* **Kaynak Metin**:
┌──

Başlangıçta bir merak konusu olmasına rağmen, Zorlu Görev bu ayrılık komedisinin devam filmi niteliğinde değil. Müzik şirketi yetkilisi Aaron Green, Peter’ın yaşadığı acı dolu çöküşten toparlanma yolculuğunun anlatıldığı hikâyede ortaya çıktı. Jonah Hill, Aşkzede filminde rol almıştı ama Aaron, kesinlikle Aldous’u Oahu’da sinsice takip eden adamla aynı kişi değil.
Bunu gerekçesi ise şu: Stoller, Segel’in yarattığı bu karakterleri seviyordu ve Amerikalı aktör-yazar Jonah Hill’in ve İngiliz oyuncu Russell Brand’in büyük bir hayranıydı. Stoller,  Aşkzede filminin oyuncularıyla çalışmaya başladığında Zorlu Görev’in ilk pırıltılarını görmüştü. Yazar/Yönetmen şöyle söylüyor: “Jonah ve Russell’ın inanılmaz bir kimyası vardı. Bu yüzden setteki birliktelikleri çok eğlenceliydi”.
Stoller, Hill ve Brand’e birlikte başka bir projede yer almaları konusunda görüştüğünde, iki adamın da bu fikre sıcak baktığını gördü. Stoller bunu şöyle anlatıyor: “Aşkzede’den sonra Russell’la bir görüşme yaptım ve bu fikrimi anlattım. Sonra Jonah’a söyledim. İkisi de bir filmde birlikte çalışmanın çok eğlenceli olacağını düşünüyordu”.

└──

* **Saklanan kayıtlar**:
┌──

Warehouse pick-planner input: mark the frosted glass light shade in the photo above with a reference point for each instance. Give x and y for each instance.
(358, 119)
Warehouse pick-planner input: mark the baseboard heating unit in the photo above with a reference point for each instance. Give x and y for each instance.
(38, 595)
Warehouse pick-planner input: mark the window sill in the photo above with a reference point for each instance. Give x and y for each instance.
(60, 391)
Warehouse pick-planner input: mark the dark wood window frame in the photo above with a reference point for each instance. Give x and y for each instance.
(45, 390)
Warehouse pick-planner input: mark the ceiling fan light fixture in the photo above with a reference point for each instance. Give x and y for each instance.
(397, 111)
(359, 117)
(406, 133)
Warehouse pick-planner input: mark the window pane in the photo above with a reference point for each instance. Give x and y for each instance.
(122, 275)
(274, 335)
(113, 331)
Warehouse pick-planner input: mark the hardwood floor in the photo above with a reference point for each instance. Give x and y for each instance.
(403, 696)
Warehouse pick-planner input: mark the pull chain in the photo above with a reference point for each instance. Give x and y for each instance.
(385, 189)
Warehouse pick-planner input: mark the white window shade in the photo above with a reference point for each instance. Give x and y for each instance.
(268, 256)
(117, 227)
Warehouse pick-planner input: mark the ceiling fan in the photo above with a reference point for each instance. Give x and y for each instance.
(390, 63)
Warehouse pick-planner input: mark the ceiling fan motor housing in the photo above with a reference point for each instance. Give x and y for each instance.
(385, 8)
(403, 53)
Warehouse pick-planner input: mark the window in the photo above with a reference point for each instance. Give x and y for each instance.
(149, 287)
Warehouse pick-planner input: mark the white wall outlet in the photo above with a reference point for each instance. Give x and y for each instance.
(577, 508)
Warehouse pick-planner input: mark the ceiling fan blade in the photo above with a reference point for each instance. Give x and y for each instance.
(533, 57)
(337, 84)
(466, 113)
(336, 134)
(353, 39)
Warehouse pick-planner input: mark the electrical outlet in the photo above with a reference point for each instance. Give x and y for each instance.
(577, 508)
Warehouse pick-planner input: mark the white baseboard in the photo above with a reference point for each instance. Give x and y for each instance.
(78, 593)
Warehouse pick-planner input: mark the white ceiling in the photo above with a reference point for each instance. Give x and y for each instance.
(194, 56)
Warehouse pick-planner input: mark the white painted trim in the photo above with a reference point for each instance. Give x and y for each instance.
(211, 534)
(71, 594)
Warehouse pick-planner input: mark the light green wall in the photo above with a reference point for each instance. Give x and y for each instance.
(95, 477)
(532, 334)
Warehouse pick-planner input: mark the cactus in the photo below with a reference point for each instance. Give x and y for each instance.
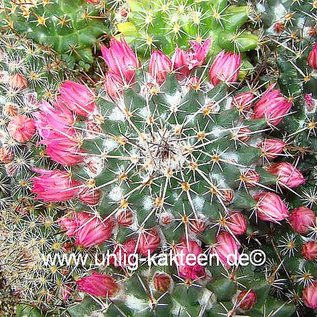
(70, 28)
(170, 161)
(169, 24)
(289, 33)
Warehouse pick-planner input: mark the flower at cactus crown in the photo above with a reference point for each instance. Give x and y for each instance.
(87, 229)
(272, 106)
(98, 284)
(270, 207)
(66, 291)
(180, 64)
(271, 148)
(148, 241)
(159, 66)
(197, 53)
(287, 174)
(310, 295)
(18, 81)
(225, 68)
(77, 98)
(309, 102)
(21, 128)
(184, 62)
(122, 254)
(243, 101)
(90, 196)
(237, 223)
(52, 118)
(246, 299)
(113, 85)
(301, 219)
(61, 139)
(162, 282)
(226, 248)
(309, 250)
(54, 186)
(189, 269)
(121, 60)
(312, 57)
(125, 217)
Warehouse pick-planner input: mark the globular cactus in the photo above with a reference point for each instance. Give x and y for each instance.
(173, 158)
(169, 24)
(70, 28)
(287, 56)
(28, 74)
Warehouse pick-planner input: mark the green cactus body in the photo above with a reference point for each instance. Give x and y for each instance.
(168, 24)
(70, 28)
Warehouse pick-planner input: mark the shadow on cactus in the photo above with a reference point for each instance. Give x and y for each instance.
(71, 28)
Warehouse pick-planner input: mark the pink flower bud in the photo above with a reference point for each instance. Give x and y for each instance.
(54, 186)
(162, 282)
(301, 219)
(197, 53)
(6, 155)
(66, 292)
(243, 100)
(159, 66)
(121, 60)
(227, 196)
(309, 250)
(237, 223)
(184, 62)
(225, 67)
(312, 57)
(271, 148)
(246, 299)
(166, 218)
(309, 102)
(18, 81)
(123, 254)
(149, 241)
(113, 85)
(310, 295)
(251, 178)
(90, 196)
(21, 128)
(125, 218)
(180, 64)
(187, 260)
(226, 248)
(98, 284)
(77, 98)
(287, 174)
(244, 134)
(87, 229)
(272, 106)
(53, 118)
(270, 207)
(197, 225)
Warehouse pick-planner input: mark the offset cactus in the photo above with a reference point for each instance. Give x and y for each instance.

└──

* **Görev Tanımı 1**: Zorlu Görev filmiyle ilgili metindeki "Stoller, Hill ve Brand’e birlikte başka bir projede yer almaları konusunda görüştüğünde, iki adamın da bu fikre sıcak baktığını gördü." cümlesini İngilizceye çevirin.
* **Görev Tanımı 2**: Kayıtlarda "Warehouse pick-planner input: mark the shadow" ifadesini içeren satırdan kayıtların sonuna kadar uzanan satırları, her iki uç da dahil olmak üzere birebir çoğaltın.
Metin ile kayıtlar birbirinden farklı kaynaklardan alınmıştır.

* **Yazılı Yanıt 1**: Upon talking with Hill and Brand about their joining another project together, Stoller found that both men were open to the idea.

* **Yazılı Yanıt 2**:
Warehouse pick-planner input: mark the shadow on cactus in the photo above with a reference point for each instance. Give x and y for each instance.
(71, 28)
Warehouse pick-planner input: mark the pink flower bud in the photo above with a reference point for each instance. Give x and y for each instance.
(54, 186)
(162, 282)
(301, 219)
(197, 53)
(6, 155)
(66, 292)
(243, 100)
(159, 66)
(121, 60)
(227, 196)
(309, 250)
(237, 223)
(184, 62)
(225, 67)
(312, 57)
(271, 148)
(246, 299)
(166, 218)
(309, 102)
(18, 81)
(123, 254)
(149, 241)
(113, 85)
(310, 295)
(251, 178)
(90, 196)
(21, 128)
(125, 218)
(180, 64)
(187, 260)
(226, 248)
(98, 284)
(77, 98)
(287, 174)
(244, 134)
(87, 229)
(272, 106)
(53, 118)
(270, 207)
(197, 225)
Warehouse pick-planner input: mark the offset cactus in the photo above with a reference point for each instance. Give x and y for each instance.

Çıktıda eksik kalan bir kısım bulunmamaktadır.